What you should do:
Line by line, repeat the data below exactly, beginning at the first line and ending at the line with "364L31 427L7 1200H670L672". Omit pictures.

Data extracts:
§ §
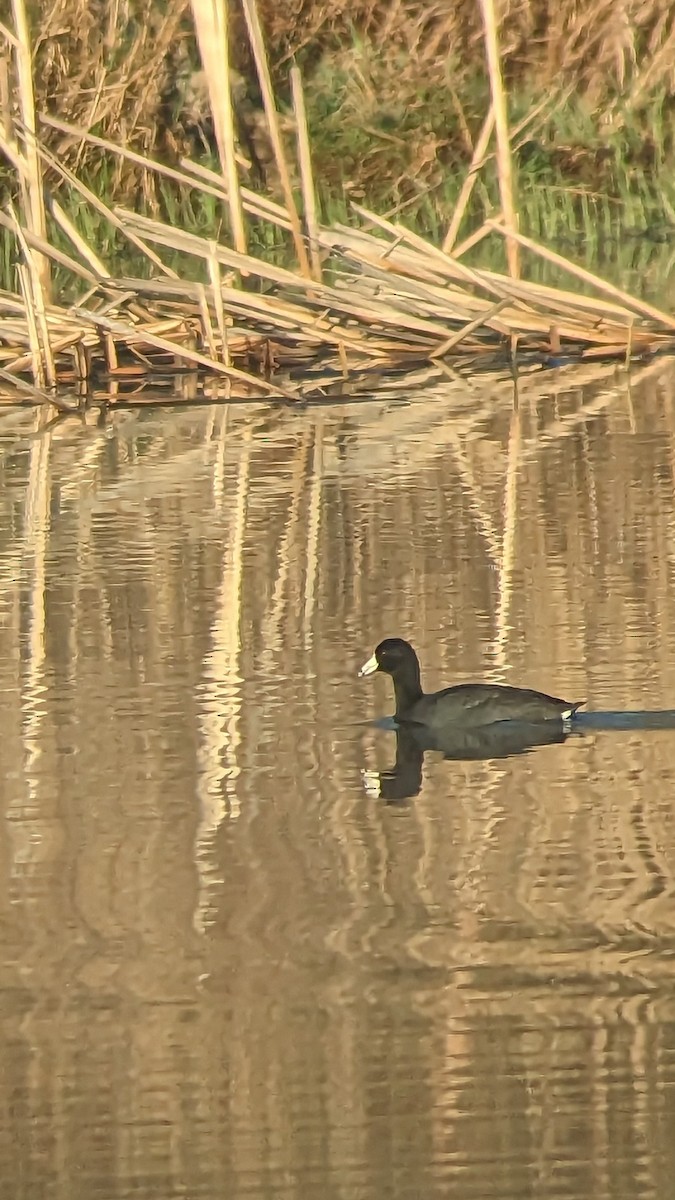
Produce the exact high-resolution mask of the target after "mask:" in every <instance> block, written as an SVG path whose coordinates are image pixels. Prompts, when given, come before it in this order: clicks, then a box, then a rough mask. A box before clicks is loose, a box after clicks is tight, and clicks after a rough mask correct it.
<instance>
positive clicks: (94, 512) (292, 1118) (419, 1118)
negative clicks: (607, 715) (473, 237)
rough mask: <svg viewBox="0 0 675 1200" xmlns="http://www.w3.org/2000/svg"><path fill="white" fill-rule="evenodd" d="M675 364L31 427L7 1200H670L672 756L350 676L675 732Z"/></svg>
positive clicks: (667, 754)
mask: <svg viewBox="0 0 675 1200" xmlns="http://www.w3.org/2000/svg"><path fill="white" fill-rule="evenodd" d="M674 378H675V377H674V373H673V367H671V366H670V365H669V364H661V365H657V364H652V365H651V366H649V367H643V368H641V371H640V372H637V373H635V376H634V378H633V383H632V388H631V390H628V389H627V388H626V380H625V377H623V376H622V374H621V372H614V371H611V370H608V368H607V367H589V368H586V373H585V378H584V380H583V382H580V377H579V374H575V373H573V372H560V373H558V374H557V376H550V377H549V378H548V379H544V378H543V377H533V378H530V379H526V380H525V382H524V383H522V385H521V389H520V406H519V409H518V412H514V410H513V406H512V395H510V389H509V385H508V384H506V383H498V382H495V380H485V384H484V386H483V388H480V389H478V388H473V389H468V388H467V386H466V385H464V384H460V383H449V384H448V389H447V391H442V390H437V391H436V392H435V394H434V395H420V396H414V397H410V402H399V403H386V402H378V403H372V404H356V403H354V404H351V406H345V407H342V408H340V409H336V410H329V409H324V410H322V412H311V410H304V412H289V410H279V412H268V410H265V409H262V408H261V409H259V410H253V409H246V408H231V409H227V408H209V409H207V408H204V409H193V410H181V412H174V413H171V414H168V413H153V414H143V413H141V414H139V415H135V414H130V413H119V414H114V415H113V418H110V420H109V422H108V425H107V426H106V427H104V428H101V427H97V426H95V425H91V426H85V427H80V426H78V425H76V424H65V425H61V426H59V427H56V428H55V430H54V431H52V432H46V431H43V430H42V431H41V430H40V428H37V425H36V420H35V418H34V415H32V414H25V413H22V414H5V415H4V416H2V421H1V422H0V478H1V484H2V488H1V496H0V506H1V520H0V704H1V713H2V742H1V751H0V752H1V756H2V775H1V778H2V784H1V788H2V792H1V800H2V814H4V818H5V821H4V830H5V835H4V838H2V839H1V840H0V881H1V890H0V896H1V912H0V960H1V962H2V973H1V977H0V979H1V983H0V1006H1V1046H0V1063H1V1075H0V1180H1V1181H2V1182H1V1186H0V1193H1V1194H2V1196H4V1195H7V1196H11V1198H17V1200H34V1198H35V1200H46V1198H47V1200H49V1198H56V1196H59V1198H61V1196H62V1198H68V1200H71V1198H88V1200H89V1198H92V1200H98V1198H106V1200H107V1198H112V1196H114V1198H115V1200H130V1198H137V1196H138V1198H141V1196H143V1198H157V1200H160V1198H161V1200H171V1198H174V1196H175V1198H178V1196H185V1198H190V1200H195V1198H199V1196H204V1198H209V1200H210V1198H214V1200H215V1198H219V1200H220V1198H225V1196H228V1198H229V1196H233V1198H234V1196H251V1198H256V1200H257V1198H265V1200H267V1198H269V1200H273V1198H274V1200H279V1198H298V1200H300V1198H301V1200H311V1198H315V1196H316V1198H321V1200H330V1198H336V1200H337V1198H340V1200H370V1198H372V1200H382V1198H394V1200H399V1198H411V1200H412V1198H414V1200H417V1198H441V1196H443V1198H444V1196H448V1195H458V1196H462V1198H468V1196H473V1195H480V1196H501V1198H509V1200H520V1198H524V1196H536V1198H554V1196H555V1198H561V1196H563V1198H573V1196H579V1198H587V1196H593V1198H604V1196H608V1198H619V1196H621V1198H622V1200H623V1198H638V1196H640V1198H641V1196H655V1198H656V1196H669V1195H670V1194H671V1180H673V1177H674V1175H675V1138H674V1136H673V1129H674V1127H675V998H674V996H675V992H674V978H675V898H674V878H675V875H674V872H675V799H674V794H675V792H674V781H675V732H674V731H673V730H668V728H662V730H659V728H655V730H649V731H639V730H628V731H620V730H617V728H615V730H602V728H589V730H586V732H585V734H584V736H583V737H571V738H568V739H567V740H561V742H557V743H554V744H550V745H540V746H533V748H532V746H531V748H530V749H526V748H521V750H522V752H519V754H516V755H514V756H512V757H504V756H503V755H501V754H497V752H496V751H494V752H492V757H489V758H480V757H473V756H472V755H466V756H464V755H460V756H455V757H453V758H452V760H448V758H443V756H442V752H440V751H437V750H436V751H425V750H424V749H423V750H422V751H420V752H419V754H418V755H417V758H416V761H414V762H413V768H414V772H416V779H414V780H413V782H414V784H416V786H414V787H412V788H411V787H408V790H407V792H406V796H407V799H400V798H398V802H396V803H390V804H388V803H386V802H384V800H383V799H377V798H374V796H372V794H369V791H370V792H372V787H370V788H369V790H366V788H368V785H369V781H370V784H372V781H374V779H376V778H378V775H380V772H382V770H384V769H390V768H392V763H393V762H394V757H395V754H396V744H395V737H394V734H393V733H390V732H386V731H382V730H378V728H376V727H374V726H372V725H369V724H368V721H369V720H370V718H372V716H374V715H381V714H383V713H387V712H389V710H390V691H389V688H388V682H387V680H381V679H378V680H376V682H375V683H374V682H371V680H358V679H357V678H356V671H357V667H358V666H359V665H360V662H362V661H363V659H364V658H365V656H366V655H368V654H369V653H370V652H371V649H372V647H374V646H375V643H376V642H377V641H378V640H380V637H381V636H383V635H384V634H389V632H398V634H402V635H404V636H408V637H411V640H413V641H414V643H416V646H417V648H418V650H419V654H420V658H422V660H423V665H424V678H425V683H426V685H428V686H429V688H430V689H431V688H437V686H441V685H442V684H443V683H449V682H452V680H458V682H459V680H462V679H468V678H479V677H484V678H491V679H504V680H508V682H521V683H525V684H530V685H532V686H536V688H543V689H545V690H550V691H554V692H560V694H562V695H572V696H577V695H579V696H586V697H587V700H589V707H590V708H591V709H603V708H611V709H622V708H631V709H639V708H650V709H658V708H669V707H673V706H675V590H674V588H673V575H674V569H675V498H674V496H675V412H674V396H675V391H674V384H673V380H674ZM406 762H407V763H408V764H410V755H408V757H407V760H406ZM364 770H365V772H370V775H366V776H365V784H366V787H364V776H363V772H364ZM408 784H410V779H408ZM406 786H407V785H406Z"/></svg>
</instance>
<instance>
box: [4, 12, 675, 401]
mask: <svg viewBox="0 0 675 1200" xmlns="http://www.w3.org/2000/svg"><path fill="white" fill-rule="evenodd" d="M240 2H241V6H243V12H244V17H245V20H246V28H247V31H249V38H250V44H251V52H252V56H253V59H255V62H256V67H257V72H258V79H259V84H261V90H262V95H263V101H264V109H265V115H267V121H268V128H269V137H270V143H271V145H273V148H274V154H275V160H276V168H277V175H279V181H280V193H281V196H280V198H279V199H276V198H271V197H268V196H261V194H257V193H256V192H253V191H251V190H247V188H246V187H244V186H243V184H241V180H240V155H239V150H238V146H237V142H235V133H234V118H233V106H232V95H231V85H229V76H228V72H226V71H223V68H222V65H223V62H228V61H229V46H228V29H229V19H231V14H229V13H228V6H227V0H193V4H192V12H193V18H195V26H196V35H197V38H198V43H199V47H201V53H202V60H203V66H204V72H205V76H207V80H208V85H209V96H210V104H211V113H213V118H214V127H215V133H216V140H217V146H219V155H220V168H221V169H220V170H219V172H215V170H210V169H207V168H204V167H203V166H202V164H199V163H197V162H193V161H183V162H181V163H180V166H179V168H169V167H167V166H166V164H163V163H161V162H157V161H154V160H151V158H149V157H145V156H143V155H139V154H136V152H133V151H132V150H130V149H129V148H126V146H125V145H114V144H113V143H110V142H108V140H104V139H102V138H100V137H97V136H96V134H95V133H92V132H91V130H90V128H88V127H84V126H83V127H74V126H72V125H70V124H67V122H64V121H60V120H58V119H56V118H55V116H53V115H49V114H47V113H37V112H36V109H35V101H34V88H32V46H31V37H30V30H29V26H28V20H26V14H25V10H24V0H12V10H13V29H8V28H5V26H0V35H1V36H4V38H5V40H6V42H7V46H8V47H10V49H11V64H10V66H11V70H10V73H8V74H7V73H6V74H5V78H4V82H2V80H0V83H2V86H1V89H0V91H1V107H2V112H1V118H2V127H1V131H0V146H1V149H2V151H4V155H5V157H6V160H7V161H8V163H10V164H11V167H12V169H13V170H14V173H16V176H17V182H18V186H17V196H18V202H17V204H16V205H14V204H10V205H8V206H7V209H6V210H5V211H4V212H0V223H1V224H2V226H4V227H5V228H6V229H7V230H10V233H11V235H13V239H14V246H16V254H17V281H18V287H17V292H16V293H0V314H1V319H0V380H1V385H2V391H1V395H2V398H5V400H8V401H16V400H17V398H29V400H32V401H43V400H49V398H54V400H55V402H59V403H60V402H62V391H61V389H62V388H64V386H66V388H68V386H70V388H72V389H77V390H78V391H79V394H80V395H82V394H86V391H88V390H90V389H91V388H94V386H97V388H98V389H100V386H101V383H102V380H109V382H115V380H117V382H119V380H120V379H137V378H139V377H141V378H144V377H145V378H147V377H149V376H156V374H159V373H165V374H166V373H167V372H169V373H175V372H177V371H191V372H195V371H197V372H199V373H201V376H203V377H207V376H208V377H210V378H213V377H220V378H221V379H222V384H223V392H222V394H223V395H239V396H252V395H257V396H259V395H261V394H263V395H264V394H267V395H274V396H283V397H287V398H293V400H295V398H301V397H305V396H307V395H311V394H317V392H321V391H322V390H327V389H335V386H344V389H345V390H348V389H350V388H351V386H353V385H354V383H356V382H358V383H359V384H360V385H364V384H365V385H368V383H369V380H371V382H372V385H375V383H376V382H377V380H378V379H381V378H382V376H383V374H386V373H388V372H401V371H406V370H411V368H414V367H418V366H419V365H420V364H423V362H434V364H437V365H438V364H443V362H444V361H448V360H452V361H453V365H455V366H456V365H458V364H459V365H466V366H468V367H470V366H476V364H478V362H482V364H485V362H492V361H495V358H498V356H501V358H502V359H503V358H504V356H507V358H508V356H510V359H515V361H519V360H520V361H525V360H526V359H528V360H531V358H532V355H533V356H536V358H538V359H539V360H540V361H548V360H549V359H550V358H551V356H554V358H557V356H560V355H561V354H562V355H565V356H567V358H568V356H578V358H589V356H596V358H611V356H625V358H628V356H631V355H634V354H638V355H641V354H645V353H653V352H657V350H659V349H673V348H675V318H674V317H671V316H669V314H668V313H664V312H661V311H658V310H657V308H655V307H653V306H651V305H649V304H645V302H643V301H641V300H639V299H635V298H632V296H629V295H627V294H626V293H623V292H621V290H620V289H617V288H616V287H613V286H611V284H609V283H607V282H603V281H602V280H599V278H597V277H596V276H593V275H591V274H590V272H587V271H584V270H581V269H580V268H577V266H574V264H572V263H571V262H568V260H567V259H563V258H561V257H560V256H556V254H554V253H552V252H550V251H546V250H544V248H543V247H540V246H536V245H534V244H533V242H532V241H530V240H528V239H526V238H524V236H521V235H520V234H519V232H518V211H516V203H515V199H514V196H513V188H512V182H510V152H509V130H508V122H507V115H506V102H504V95H503V89H502V80H501V71H500V50H498V38H497V28H496V22H495V14H494V10H492V0H482V8H483V17H484V28H485V46H486V59H488V66H489V71H490V79H491V86H492V104H491V109H490V113H489V114H488V118H486V120H485V125H484V130H483V134H482V137H480V139H479V140H478V143H477V145H476V151H474V156H473V162H472V164H471V168H470V172H468V175H467V181H466V185H465V187H464V188H462V193H461V197H460V202H459V205H458V210H456V212H455V215H454V217H453V221H452V224H450V228H449V230H448V234H447V238H446V240H444V244H443V246H442V247H436V246H434V245H431V244H430V242H428V241H425V240H424V239H422V238H420V236H418V235H416V234H414V233H412V232H411V230H408V229H406V228H405V227H404V226H402V224H400V223H398V222H395V221H390V220H387V218H384V217H380V216H377V215H375V214H372V212H369V211H368V210H365V209H362V208H358V206H356V205H354V217H356V222H357V221H358V224H357V223H354V227H353V228H352V227H346V226H335V227H333V228H323V227H322V226H321V223H319V222H318V220H317V215H316V202H315V187H313V180H312V168H311V150H310V143H309V137H307V130H306V120H305V114H304V102H303V88H301V80H300V74H299V71H298V70H297V68H293V70H292V72H291V83H292V95H293V104H294V118H295V134H297V139H295V154H294V161H293V163H292V162H291V160H289V155H288V148H287V145H286V144H285V139H283V136H282V131H281V122H280V119H279V112H277V106H276V102H275V97H274V95H273V89H271V82H270V73H269V65H268V58H267V53H265V46H264V38H263V34H262V29H261V24H259V20H258V14H257V10H256V5H255V0H240ZM12 82H13V84H14V88H13V89H12V86H10V84H11V83H12ZM46 128H49V130H50V131H52V132H54V131H56V132H58V133H59V134H60V136H61V137H62V138H64V139H65V140H66V142H67V143H68V144H70V145H71V146H72V144H73V142H74V143H79V144H82V145H83V146H84V145H88V146H94V148H98V149H100V150H101V151H102V152H106V154H108V155H109V154H114V155H118V156H119V157H120V158H126V160H131V161H132V162H135V163H136V164H137V166H138V168H141V169H142V170H143V172H149V173H154V174H155V175H159V176H168V178H169V179H171V180H172V182H173V184H174V185H178V186H181V187H185V188H189V190H199V191H202V192H203V193H205V194H208V196H209V197H211V198H214V199H215V200H216V202H217V203H219V204H220V205H221V206H222V210H223V215H225V216H226V217H227V227H228V229H229V236H228V240H227V241H225V240H216V239H215V238H214V239H213V240H211V239H208V238H203V236H198V235H196V234H195V233H190V232H186V230H181V229H177V228H173V227H172V226H169V224H168V223H166V222H162V221H160V220H157V218H155V217H150V216H147V215H141V214H138V212H133V211H130V210H129V209H125V208H117V206H109V205H107V204H106V203H104V202H103V200H102V199H101V198H100V197H98V196H96V194H94V193H92V192H91V191H90V190H89V188H88V187H86V186H85V185H84V184H83V182H82V181H80V180H79V179H78V178H77V175H76V174H73V173H72V172H71V169H70V168H67V167H66V166H65V164H64V162H62V158H61V157H60V156H59V154H55V152H53V151H52V150H48V149H47V146H46V144H44V139H43V132H44V130H46ZM492 130H495V137H496V156H497V162H498V168H500V184H501V199H502V212H501V214H497V215H496V216H495V218H494V220H491V221H488V222H486V223H485V224H484V226H483V227H482V228H480V229H479V230H477V232H476V233H474V234H473V235H472V236H471V238H470V239H466V240H465V242H464V244H461V245H459V244H458V242H456V236H458V230H459V226H460V222H461V218H462V215H464V212H465V210H466V205H467V203H468V198H470V194H471V187H472V184H473V181H474V180H476V176H477V173H478V170H479V168H480V163H482V161H483V158H484V156H485V154H486V150H488V144H489V140H490V137H491V134H492ZM47 181H49V187H50V190H49V188H48V187H47ZM54 181H56V185H59V184H64V185H67V187H68V188H70V190H71V193H72V192H74V193H76V194H78V197H79V200H80V202H82V204H84V205H89V206H91V208H92V209H94V210H96V211H97V215H98V216H103V217H104V218H106V220H107V221H109V223H110V226H112V227H113V228H114V229H115V230H118V234H121V235H124V236H125V238H126V239H129V241H130V242H131V244H132V246H133V247H135V248H136V251H137V252H138V258H139V262H141V259H143V260H144V263H143V266H144V274H149V276H150V277H149V278H142V277H123V278H118V277H114V276H113V275H112V274H110V271H109V270H108V268H107V265H106V263H104V262H103V260H102V259H101V258H100V257H98V254H97V252H96V248H95V247H94V246H91V245H90V244H88V242H86V241H85V239H84V238H83V236H82V234H80V233H79V232H78V230H77V228H76V226H74V224H73V221H72V220H71V217H70V216H68V214H67V212H66V211H65V210H64V208H62V206H61V204H60V203H59V200H58V198H56V196H58V186H56V188H54ZM259 222H264V223H268V224H271V226H274V227H275V228H276V229H277V230H279V234H280V236H282V238H283V239H286V242H287V246H288V256H287V260H293V262H294V263H295V265H294V266H293V268H291V266H288V265H286V266H282V265H275V264H274V263H270V262H267V260H263V259H262V258H261V257H256V256H255V254H252V253H251V252H250V250H249V239H250V227H251V223H259ZM56 230H58V233H59V238H60V240H61V244H62V242H64V238H65V240H66V242H67V244H68V245H70V252H66V251H64V250H61V248H58V247H56V246H55V245H54V240H53V235H54V233H55V232H56ZM489 234H490V235H492V236H498V238H503V239H506V247H507V259H508V274H506V275H501V274H496V272H494V271H486V270H478V269H476V268H470V266H467V265H466V264H465V262H464V256H465V253H466V251H467V250H468V248H471V246H474V245H476V242H477V241H478V240H480V239H482V238H484V236H486V235H489ZM522 248H525V250H526V251H527V252H531V253H534V254H539V256H543V257H544V258H548V259H549V260H551V262H552V263H554V264H555V265H556V266H558V268H561V269H566V270H567V271H569V272H571V274H572V275H573V276H575V277H577V280H578V281H579V282H580V283H581V284H583V286H584V289H585V292H584V294H581V293H578V292H572V290H563V289H560V288H552V287H544V286H540V284H534V283H528V282H526V281H525V280H524V278H521V276H520V262H519V254H520V251H521V250H522ZM162 251H168V252H169V254H168V256H167V254H166V253H165V257H162ZM167 257H168V258H169V259H171V262H167V260H166V259H167ZM177 263H183V264H185V268H184V269H177V265H175V264H177ZM54 266H58V268H60V269H61V270H64V269H65V270H67V271H68V272H70V274H71V275H72V276H74V277H76V278H77V280H78V281H79V283H80V286H83V295H82V299H80V300H79V301H78V302H77V304H74V305H70V306H66V305H60V304H59V302H58V301H56V299H55V298H54V294H53V293H54V288H53V278H52V275H53V269H54ZM139 274H141V272H139ZM195 276H197V277H198V281H196V282H193V280H195ZM211 395H213V390H211ZM59 397H61V400H59Z"/></svg>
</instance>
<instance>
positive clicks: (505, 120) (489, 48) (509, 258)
mask: <svg viewBox="0 0 675 1200" xmlns="http://www.w3.org/2000/svg"><path fill="white" fill-rule="evenodd" d="M480 11H482V13H483V24H484V28H485V55H486V59H488V72H489V74H490V90H491V94H492V108H494V110H495V131H496V138H497V169H498V175H500V196H501V199H502V212H503V217H504V229H506V232H507V259H508V269H509V274H510V275H512V276H513V277H514V278H518V276H519V274H520V270H519V253H518V245H516V242H515V241H514V240H513V238H512V234H514V233H516V232H518V212H516V209H515V205H514V202H513V173H512V163H510V139H509V132H508V115H507V106H506V95H504V88H503V80H502V68H501V54H500V37H498V26H497V17H496V13H495V0H480Z"/></svg>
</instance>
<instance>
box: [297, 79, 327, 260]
mask: <svg viewBox="0 0 675 1200" xmlns="http://www.w3.org/2000/svg"><path fill="white" fill-rule="evenodd" d="M291 90H292V95H293V112H294V113H295V131H297V137H298V166H299V168H300V184H301V187H303V203H304V208H305V224H306V228H307V239H309V244H310V260H311V266H312V275H313V278H315V280H316V281H317V283H321V280H322V270H321V253H319V247H318V218H317V211H316V191H315V184H313V172H312V155H311V146H310V131H309V128H307V114H306V110H305V94H304V91H303V77H301V74H300V70H299V67H293V68H292V71H291Z"/></svg>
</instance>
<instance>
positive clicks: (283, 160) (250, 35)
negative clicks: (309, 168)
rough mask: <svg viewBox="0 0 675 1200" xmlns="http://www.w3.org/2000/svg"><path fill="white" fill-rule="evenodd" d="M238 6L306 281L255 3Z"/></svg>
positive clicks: (263, 37)
mask: <svg viewBox="0 0 675 1200" xmlns="http://www.w3.org/2000/svg"><path fill="white" fill-rule="evenodd" d="M241 5H243V8H244V16H245V18H246V28H247V30H249V40H250V42H251V50H252V52H253V59H255V61H256V71H257V73H258V83H259V85H261V92H262V97H263V106H264V110H265V116H267V124H268V128H269V136H270V140H271V146H273V150H274V158H275V162H276V169H277V172H279V179H280V182H281V190H282V192H283V200H285V204H286V210H287V212H288V220H289V222H291V229H292V233H293V242H294V246H295V253H297V256H298V265H299V268H300V272H301V275H304V276H305V277H306V278H311V269H310V263H309V259H307V252H306V250H305V244H304V240H303V229H301V226H300V218H299V216H298V210H297V208H295V198H294V196H293V187H292V184H291V173H289V170H288V163H287V161H286V154H285V150H283V142H282V138H281V128H280V126H279V113H277V112H276V104H275V101H274V90H273V86H271V78H270V73H269V64H268V59H267V50H265V43H264V37H263V31H262V26H261V19H259V16H258V10H257V5H256V0H241Z"/></svg>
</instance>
§ §
Written solution:
Produce the exact high-resolution mask of the target after "mask:" in every <instance> block, written as an SVG path whose coordinates are image pixels. Prompts, when given, come before it in this order: clicks, then a box, then a rough mask. A box before clicks is loose, a box after clicks is tight, and clicks after a rough mask correct it.
<instance>
positive clicks: (94, 512) (292, 1118) (419, 1118)
negative clicks: (607, 715) (473, 237)
rough mask: <svg viewBox="0 0 675 1200" xmlns="http://www.w3.org/2000/svg"><path fill="white" fill-rule="evenodd" d="M675 364L31 427L7 1200H670L672 756L350 676L675 732Z"/></svg>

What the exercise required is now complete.